• Opdrachten:
- 1) In welk jaar richtte Sarah Tabrizi volgens de tekst over Sarah Tabrizi het UCL Huntington's Disease Centre op, en met wie?
- 2) Ga verder met de tekst over Sarah Tabrizi, vanaf het punt waar die ophoudt.

• Fragment:

5 vragen over Huntington-expert Sarah Tabrizi

5 vragen over Huntington-expert Sarah Tabrizi
De Britse neuroloog en neurowetenschapper Sarah Tabrizi maakt al jarenlang indruk met haar onderzoek en lezingen over de ziekte van Huntington. Wie is deze vrouw en wat maakt haar zo bijzonder? Vijf vragen over haar baanbrekende onderzoek, toegelicht door specialist ouderengeneeskunde Dr. Ruth Veenhuizen van Atlant.
1. Wie is Sarah Tabrizi?
De Britse Sarah Tabrizi is neuroloog en neurowetenschapper op het gebied van neurodegeneratie, met name de ziekte van Huntington. Sarah is directeur van het University College London (UCL) Huntington’s Disease Centre, dat ze in 2016 oprichtte met professor Gill Bates.
Specialist ouderengeneeskunde Dr. Ruth Veenhuizen van Atlant is enthousiast over Tabrizi’s lezingen: ‘Omdat ze helder, laagdrempelig en enthousiast kan uitleggen hoe alles in elkaar steekt. Daarnaast brengt haar onderzoek ons dichterbij een behandeling voor de ziekte van Huntington.’
2. Wat stelt zij?
Veenhuizen: ‘Eerst is het goed om wat achtergrondinformatie te geven. We weten nog steeds niet waarom de ziekte van Huntington meestal pas na het dertigste levensjaar tot uiting komt. En ook niet waar het precies in de hersenen ontstaat. Dankzij onderzoek van onder anderen Sarah Tabrizi is hier meer duidelijkheid over.

• Ruwe gegevens:
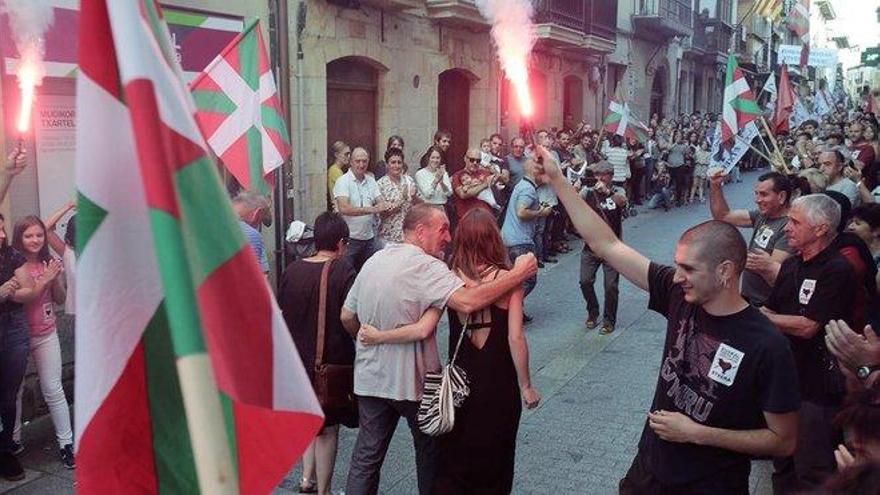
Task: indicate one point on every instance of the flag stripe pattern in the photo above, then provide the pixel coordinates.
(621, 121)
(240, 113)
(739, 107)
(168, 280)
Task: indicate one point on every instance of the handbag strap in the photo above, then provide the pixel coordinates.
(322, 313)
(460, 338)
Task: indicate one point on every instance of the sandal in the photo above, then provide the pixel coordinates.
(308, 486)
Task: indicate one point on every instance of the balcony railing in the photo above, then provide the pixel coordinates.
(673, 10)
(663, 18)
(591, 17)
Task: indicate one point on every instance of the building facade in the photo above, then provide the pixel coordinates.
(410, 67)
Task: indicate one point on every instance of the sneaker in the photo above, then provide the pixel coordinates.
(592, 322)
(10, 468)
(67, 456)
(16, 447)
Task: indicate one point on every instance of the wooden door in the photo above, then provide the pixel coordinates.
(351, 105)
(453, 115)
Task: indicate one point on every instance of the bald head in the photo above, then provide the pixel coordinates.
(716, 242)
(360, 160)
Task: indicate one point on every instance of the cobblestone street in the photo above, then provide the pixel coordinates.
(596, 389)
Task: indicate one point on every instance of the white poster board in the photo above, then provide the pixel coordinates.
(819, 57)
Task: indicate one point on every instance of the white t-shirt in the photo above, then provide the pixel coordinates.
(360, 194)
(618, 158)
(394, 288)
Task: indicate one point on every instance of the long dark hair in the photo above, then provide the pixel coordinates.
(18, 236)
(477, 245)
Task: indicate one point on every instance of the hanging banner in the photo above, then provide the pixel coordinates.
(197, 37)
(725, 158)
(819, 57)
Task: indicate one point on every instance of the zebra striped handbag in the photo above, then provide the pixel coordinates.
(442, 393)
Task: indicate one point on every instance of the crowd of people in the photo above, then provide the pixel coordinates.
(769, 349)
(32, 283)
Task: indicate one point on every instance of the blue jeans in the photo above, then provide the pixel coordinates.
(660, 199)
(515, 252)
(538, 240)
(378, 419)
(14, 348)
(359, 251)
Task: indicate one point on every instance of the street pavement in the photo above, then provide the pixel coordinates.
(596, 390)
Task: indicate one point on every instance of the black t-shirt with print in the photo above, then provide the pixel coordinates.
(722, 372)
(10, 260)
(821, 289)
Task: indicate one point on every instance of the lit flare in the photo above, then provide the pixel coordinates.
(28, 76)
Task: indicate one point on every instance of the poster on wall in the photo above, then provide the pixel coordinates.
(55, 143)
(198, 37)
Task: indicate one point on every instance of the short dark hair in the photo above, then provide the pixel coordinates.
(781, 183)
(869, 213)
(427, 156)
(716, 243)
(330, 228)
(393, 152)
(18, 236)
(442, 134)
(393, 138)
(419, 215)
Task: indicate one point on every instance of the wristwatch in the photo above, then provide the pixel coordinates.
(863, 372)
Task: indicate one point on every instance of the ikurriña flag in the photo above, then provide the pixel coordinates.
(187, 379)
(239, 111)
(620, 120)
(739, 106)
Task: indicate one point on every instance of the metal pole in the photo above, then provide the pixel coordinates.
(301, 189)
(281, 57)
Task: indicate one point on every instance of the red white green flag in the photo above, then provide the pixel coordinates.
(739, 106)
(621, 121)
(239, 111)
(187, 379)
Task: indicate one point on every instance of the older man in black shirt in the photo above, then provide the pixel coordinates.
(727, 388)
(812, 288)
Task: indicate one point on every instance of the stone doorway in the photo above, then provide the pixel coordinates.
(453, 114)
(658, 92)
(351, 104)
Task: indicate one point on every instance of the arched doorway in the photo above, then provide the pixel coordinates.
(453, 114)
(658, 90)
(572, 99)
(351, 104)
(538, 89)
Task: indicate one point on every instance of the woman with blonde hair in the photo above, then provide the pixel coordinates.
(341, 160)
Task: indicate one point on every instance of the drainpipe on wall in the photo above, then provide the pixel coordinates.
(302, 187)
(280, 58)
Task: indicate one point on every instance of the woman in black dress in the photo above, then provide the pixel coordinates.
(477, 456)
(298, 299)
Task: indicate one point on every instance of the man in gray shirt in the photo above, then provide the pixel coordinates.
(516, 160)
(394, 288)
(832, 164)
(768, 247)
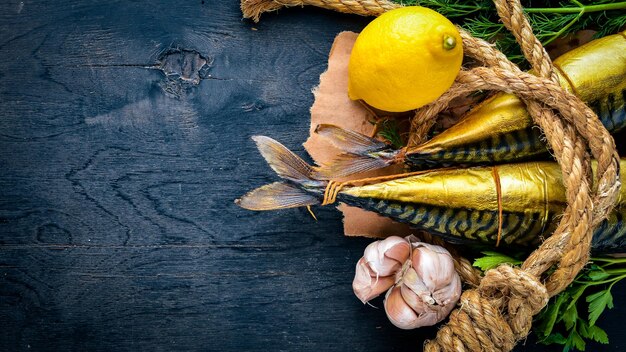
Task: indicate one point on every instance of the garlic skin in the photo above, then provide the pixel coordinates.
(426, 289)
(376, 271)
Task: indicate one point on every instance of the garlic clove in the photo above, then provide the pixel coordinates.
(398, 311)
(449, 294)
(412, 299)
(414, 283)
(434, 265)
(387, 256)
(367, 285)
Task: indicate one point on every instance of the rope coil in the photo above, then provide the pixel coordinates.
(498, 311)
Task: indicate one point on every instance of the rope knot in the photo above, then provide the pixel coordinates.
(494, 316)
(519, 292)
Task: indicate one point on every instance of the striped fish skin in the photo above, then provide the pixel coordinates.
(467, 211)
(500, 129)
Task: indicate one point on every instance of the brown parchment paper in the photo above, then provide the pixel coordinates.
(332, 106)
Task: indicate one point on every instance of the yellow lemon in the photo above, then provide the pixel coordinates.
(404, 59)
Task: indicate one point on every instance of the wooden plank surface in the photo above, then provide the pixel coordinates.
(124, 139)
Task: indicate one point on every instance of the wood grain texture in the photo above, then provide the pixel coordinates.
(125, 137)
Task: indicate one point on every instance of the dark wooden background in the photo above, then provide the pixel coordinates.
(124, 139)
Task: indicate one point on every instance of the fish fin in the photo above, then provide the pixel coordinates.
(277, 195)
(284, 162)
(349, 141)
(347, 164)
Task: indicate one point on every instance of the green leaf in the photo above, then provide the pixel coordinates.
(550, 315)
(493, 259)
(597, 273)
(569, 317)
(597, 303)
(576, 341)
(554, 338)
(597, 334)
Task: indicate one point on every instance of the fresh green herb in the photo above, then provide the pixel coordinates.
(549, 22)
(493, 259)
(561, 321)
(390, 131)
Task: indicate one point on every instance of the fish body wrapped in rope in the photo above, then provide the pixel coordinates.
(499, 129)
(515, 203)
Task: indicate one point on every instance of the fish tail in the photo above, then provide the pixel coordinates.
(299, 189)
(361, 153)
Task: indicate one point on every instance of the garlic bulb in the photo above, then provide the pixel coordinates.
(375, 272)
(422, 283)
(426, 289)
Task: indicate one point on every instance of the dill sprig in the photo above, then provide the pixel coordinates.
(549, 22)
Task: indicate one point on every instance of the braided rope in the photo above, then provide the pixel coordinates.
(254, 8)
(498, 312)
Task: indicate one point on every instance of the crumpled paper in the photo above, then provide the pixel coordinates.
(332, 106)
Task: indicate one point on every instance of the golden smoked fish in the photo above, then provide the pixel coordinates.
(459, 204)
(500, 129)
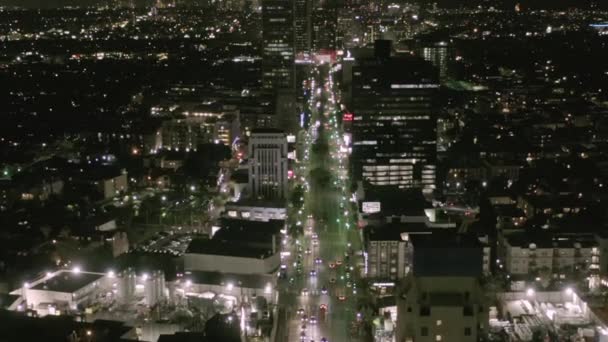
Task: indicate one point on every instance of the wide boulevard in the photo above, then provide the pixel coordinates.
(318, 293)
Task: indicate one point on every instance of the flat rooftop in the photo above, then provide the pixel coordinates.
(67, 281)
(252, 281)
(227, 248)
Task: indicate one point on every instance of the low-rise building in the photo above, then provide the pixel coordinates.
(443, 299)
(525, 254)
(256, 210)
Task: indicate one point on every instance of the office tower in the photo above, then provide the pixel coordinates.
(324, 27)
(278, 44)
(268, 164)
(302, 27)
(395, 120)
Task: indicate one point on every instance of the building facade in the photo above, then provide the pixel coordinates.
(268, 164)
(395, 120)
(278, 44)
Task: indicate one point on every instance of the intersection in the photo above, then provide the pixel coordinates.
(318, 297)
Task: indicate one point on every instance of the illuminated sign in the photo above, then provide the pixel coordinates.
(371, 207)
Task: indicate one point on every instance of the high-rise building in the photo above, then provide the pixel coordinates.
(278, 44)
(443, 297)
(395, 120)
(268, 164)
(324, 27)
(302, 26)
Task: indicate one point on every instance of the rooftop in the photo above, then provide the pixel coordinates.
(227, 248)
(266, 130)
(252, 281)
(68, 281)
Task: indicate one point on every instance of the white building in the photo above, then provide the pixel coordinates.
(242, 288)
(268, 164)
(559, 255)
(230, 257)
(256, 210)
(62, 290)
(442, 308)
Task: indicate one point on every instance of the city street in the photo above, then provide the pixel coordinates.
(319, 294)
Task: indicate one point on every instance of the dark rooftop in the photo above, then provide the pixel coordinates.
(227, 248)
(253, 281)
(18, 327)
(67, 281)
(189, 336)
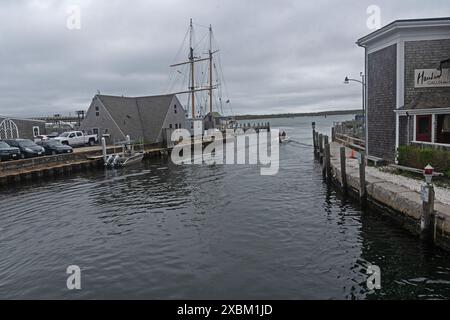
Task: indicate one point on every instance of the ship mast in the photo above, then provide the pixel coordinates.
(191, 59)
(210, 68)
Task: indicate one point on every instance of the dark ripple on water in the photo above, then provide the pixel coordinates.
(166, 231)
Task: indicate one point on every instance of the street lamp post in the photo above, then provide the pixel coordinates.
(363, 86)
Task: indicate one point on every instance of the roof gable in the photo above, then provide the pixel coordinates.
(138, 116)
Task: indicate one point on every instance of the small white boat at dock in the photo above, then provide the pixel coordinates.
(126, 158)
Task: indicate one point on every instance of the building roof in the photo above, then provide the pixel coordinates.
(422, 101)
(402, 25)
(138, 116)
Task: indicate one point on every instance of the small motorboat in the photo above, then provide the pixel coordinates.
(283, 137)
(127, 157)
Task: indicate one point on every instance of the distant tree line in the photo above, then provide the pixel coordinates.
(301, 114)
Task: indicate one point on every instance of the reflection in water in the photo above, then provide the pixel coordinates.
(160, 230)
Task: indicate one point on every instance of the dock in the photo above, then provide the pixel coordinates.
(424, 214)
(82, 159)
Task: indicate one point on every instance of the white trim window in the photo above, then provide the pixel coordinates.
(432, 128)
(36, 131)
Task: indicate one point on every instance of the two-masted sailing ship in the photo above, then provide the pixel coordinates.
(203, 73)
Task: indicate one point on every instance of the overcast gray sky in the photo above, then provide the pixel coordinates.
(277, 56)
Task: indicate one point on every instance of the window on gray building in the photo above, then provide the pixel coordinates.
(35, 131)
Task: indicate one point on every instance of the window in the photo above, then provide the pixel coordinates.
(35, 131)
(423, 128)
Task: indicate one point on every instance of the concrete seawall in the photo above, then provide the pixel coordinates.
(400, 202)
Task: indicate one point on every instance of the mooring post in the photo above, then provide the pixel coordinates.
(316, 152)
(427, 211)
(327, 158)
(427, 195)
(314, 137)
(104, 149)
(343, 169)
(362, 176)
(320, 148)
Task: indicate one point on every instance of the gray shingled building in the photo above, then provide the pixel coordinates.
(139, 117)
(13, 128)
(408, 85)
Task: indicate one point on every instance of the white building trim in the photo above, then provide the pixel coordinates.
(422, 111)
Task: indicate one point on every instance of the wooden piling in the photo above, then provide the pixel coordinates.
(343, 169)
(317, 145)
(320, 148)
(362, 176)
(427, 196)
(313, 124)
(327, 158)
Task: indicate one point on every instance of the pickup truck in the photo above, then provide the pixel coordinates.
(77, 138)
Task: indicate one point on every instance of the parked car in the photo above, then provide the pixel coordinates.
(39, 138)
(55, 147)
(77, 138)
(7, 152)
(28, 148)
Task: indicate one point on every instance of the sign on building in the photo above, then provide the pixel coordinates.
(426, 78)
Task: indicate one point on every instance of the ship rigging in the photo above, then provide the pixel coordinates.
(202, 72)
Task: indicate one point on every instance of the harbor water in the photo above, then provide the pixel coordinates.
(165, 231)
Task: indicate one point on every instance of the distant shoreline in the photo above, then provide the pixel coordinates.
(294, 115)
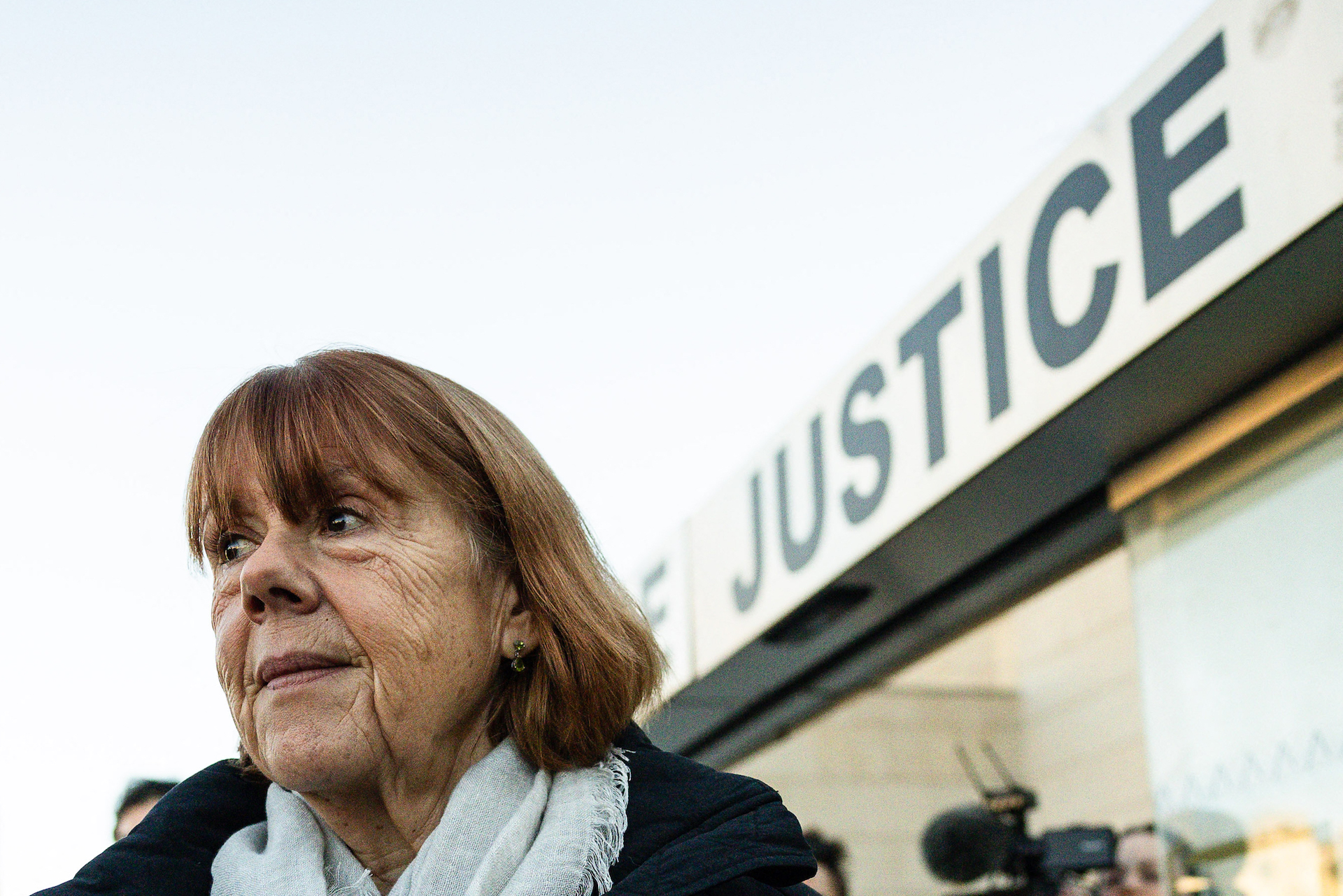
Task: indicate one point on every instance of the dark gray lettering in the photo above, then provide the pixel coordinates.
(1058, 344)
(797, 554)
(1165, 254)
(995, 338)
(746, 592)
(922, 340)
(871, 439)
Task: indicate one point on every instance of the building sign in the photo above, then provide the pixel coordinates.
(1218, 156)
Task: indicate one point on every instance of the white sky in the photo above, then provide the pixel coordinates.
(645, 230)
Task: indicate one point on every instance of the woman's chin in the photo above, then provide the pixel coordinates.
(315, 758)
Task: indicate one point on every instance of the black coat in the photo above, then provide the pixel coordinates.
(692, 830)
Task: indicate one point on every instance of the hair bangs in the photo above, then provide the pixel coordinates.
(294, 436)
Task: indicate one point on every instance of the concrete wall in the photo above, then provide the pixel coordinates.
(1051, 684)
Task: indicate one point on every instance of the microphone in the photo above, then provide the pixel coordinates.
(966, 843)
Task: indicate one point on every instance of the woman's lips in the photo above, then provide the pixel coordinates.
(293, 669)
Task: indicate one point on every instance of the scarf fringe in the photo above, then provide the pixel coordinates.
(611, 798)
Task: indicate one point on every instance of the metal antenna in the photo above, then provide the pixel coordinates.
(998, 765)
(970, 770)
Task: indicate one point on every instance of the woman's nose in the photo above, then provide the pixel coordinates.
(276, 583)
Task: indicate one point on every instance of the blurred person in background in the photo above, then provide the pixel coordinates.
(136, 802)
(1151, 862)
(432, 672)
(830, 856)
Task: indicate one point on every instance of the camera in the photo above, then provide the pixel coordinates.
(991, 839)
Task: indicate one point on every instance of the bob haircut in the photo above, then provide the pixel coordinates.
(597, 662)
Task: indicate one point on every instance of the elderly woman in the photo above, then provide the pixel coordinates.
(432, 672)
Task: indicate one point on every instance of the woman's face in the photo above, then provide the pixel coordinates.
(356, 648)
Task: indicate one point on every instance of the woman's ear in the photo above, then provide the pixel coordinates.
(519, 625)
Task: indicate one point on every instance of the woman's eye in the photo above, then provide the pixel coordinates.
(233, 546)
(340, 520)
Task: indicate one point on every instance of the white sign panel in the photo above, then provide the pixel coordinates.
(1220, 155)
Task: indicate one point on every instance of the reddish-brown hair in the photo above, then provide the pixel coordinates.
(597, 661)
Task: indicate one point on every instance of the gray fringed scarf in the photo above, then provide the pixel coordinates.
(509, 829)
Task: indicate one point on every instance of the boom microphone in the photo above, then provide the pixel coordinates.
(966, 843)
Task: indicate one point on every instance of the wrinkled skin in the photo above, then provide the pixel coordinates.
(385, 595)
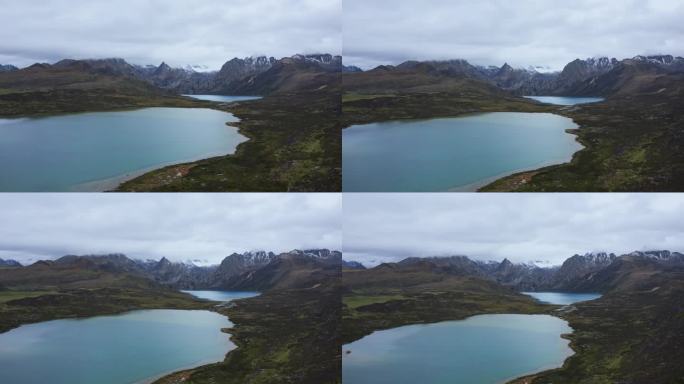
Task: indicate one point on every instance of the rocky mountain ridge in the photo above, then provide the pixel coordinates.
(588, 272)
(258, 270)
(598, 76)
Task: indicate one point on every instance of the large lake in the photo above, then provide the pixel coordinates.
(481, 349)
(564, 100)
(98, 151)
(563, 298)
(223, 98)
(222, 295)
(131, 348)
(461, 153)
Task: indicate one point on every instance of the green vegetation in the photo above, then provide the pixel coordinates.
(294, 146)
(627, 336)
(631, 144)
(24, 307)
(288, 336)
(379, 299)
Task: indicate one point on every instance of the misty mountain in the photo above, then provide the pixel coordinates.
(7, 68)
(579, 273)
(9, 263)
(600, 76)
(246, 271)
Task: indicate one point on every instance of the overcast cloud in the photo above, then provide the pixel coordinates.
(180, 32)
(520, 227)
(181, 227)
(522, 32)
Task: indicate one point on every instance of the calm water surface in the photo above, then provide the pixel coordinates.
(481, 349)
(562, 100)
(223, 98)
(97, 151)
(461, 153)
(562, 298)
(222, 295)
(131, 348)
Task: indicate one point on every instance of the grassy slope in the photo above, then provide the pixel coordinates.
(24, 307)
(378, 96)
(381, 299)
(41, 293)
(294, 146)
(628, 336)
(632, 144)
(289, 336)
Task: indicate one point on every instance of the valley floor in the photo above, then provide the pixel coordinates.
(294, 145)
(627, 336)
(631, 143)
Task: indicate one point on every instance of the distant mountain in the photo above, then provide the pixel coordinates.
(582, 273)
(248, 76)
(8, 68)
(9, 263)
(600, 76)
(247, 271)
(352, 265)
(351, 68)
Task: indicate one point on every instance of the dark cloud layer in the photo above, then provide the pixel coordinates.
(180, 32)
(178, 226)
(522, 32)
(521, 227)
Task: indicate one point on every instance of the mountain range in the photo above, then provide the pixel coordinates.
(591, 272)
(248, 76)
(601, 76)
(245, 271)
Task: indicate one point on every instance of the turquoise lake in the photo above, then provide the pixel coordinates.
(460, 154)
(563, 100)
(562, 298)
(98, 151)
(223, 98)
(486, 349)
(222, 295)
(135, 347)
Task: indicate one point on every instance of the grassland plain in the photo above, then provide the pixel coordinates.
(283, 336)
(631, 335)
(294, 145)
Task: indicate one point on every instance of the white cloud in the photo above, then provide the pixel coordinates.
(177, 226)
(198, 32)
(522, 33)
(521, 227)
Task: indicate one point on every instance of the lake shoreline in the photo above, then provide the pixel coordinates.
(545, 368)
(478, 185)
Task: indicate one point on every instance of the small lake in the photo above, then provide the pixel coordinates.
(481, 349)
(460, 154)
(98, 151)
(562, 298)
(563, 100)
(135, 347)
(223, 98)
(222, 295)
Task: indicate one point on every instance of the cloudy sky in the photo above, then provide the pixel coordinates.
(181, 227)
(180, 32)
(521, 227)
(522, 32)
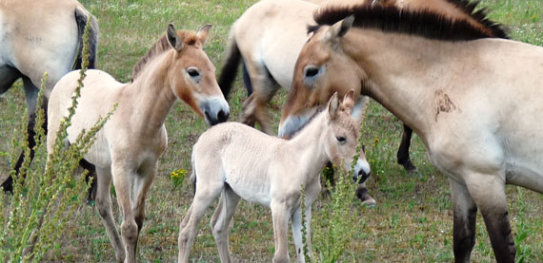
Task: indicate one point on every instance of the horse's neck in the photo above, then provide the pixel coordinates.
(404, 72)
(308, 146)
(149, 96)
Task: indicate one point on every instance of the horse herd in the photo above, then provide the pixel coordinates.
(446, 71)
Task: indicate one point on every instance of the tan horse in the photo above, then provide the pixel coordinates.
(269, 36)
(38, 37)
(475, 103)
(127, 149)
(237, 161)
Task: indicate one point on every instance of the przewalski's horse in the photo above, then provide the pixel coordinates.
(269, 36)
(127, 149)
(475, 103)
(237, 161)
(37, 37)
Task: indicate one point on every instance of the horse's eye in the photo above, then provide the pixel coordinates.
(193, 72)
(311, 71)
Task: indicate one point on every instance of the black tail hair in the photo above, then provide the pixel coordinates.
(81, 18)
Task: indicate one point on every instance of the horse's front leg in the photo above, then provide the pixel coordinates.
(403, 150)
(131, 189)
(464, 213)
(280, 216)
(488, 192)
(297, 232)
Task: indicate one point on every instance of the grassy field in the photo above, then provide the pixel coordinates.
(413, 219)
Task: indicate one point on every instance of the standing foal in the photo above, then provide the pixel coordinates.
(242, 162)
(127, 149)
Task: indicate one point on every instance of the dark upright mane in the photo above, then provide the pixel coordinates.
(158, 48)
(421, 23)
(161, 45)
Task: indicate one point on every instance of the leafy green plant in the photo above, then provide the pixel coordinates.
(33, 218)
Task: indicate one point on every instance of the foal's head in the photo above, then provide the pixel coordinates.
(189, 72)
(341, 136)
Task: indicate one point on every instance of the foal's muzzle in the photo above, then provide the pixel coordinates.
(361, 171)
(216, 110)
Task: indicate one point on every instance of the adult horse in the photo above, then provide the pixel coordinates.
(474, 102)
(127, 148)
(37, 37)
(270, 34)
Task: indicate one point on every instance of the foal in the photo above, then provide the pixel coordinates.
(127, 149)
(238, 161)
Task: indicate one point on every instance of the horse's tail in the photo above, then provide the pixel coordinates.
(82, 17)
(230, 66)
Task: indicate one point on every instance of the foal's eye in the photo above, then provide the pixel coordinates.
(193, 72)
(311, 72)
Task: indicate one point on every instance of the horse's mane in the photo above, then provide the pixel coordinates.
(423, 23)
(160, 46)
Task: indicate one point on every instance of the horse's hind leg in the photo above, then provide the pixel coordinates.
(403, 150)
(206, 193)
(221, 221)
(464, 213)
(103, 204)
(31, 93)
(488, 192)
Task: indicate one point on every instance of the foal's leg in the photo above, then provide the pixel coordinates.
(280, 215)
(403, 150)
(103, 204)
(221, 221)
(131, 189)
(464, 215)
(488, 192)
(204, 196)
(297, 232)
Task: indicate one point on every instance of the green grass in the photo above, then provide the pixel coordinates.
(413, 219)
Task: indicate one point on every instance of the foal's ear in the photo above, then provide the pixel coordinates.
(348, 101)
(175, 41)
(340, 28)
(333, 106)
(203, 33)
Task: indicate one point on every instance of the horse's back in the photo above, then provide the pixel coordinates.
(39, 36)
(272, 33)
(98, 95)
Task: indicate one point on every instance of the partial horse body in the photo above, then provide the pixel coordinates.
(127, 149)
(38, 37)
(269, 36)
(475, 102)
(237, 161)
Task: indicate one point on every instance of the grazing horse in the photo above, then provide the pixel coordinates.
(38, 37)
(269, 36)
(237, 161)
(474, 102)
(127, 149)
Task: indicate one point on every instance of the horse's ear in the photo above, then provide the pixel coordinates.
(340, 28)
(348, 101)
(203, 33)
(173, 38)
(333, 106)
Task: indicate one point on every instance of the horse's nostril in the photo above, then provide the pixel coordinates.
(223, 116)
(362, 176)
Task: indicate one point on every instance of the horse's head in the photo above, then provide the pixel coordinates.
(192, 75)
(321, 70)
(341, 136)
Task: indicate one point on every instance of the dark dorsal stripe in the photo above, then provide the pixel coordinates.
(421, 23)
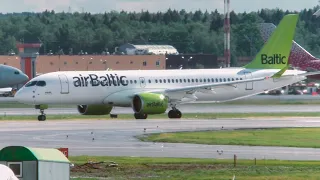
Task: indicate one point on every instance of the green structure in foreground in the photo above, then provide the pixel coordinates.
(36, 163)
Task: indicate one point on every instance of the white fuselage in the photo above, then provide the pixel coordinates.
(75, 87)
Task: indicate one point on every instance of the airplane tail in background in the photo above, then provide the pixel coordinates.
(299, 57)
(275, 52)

• Antwoorden:
- 1) In 2016, samen met professor Gill Bates.

- 2)
Zij onderzoekt namelijk de hersenen van jonge mensen uit families met de ziekte van Huntington, bij wie de ziekte nog niet tot uiting is gekomen. Deze groep mensen laat zich om de zoveel tijd intensief testen en hieruit kwam een doorbraak: de ziekte van Huntington begint in het striatum. Dit is een centraal deel van de hersenen dat functioneert als een schakelstation voor het starten, remmen en stoppen van acties en de legt de verbinding met emoties. Disfunctioneren van het striatum is gekoppeld aan gedragsproblemen, angst, depressie, verslaving, antisociaal gedrag, bewegingsstoornissen, autisme en OCD (obsessive compulsive disorder, red.)
Tabrizi ontdekte dat mutatiedragers in aanvang volkomen gezond zijn en geen schade hebben in hun hersenen. Pas op latere leeftijd beginnen de CAG-repeats in het DNA in de cellen van het striatum langer te worden dan de geërfde lengte van de zieke ouder. Pas bij meer dan 100 CAG repeats in het striatum gaan de cellen dood en dit gebeurt massaal bij meer dan 150 CAG repeats.’
3. Wat is er bijzonder aan dit onderzoek?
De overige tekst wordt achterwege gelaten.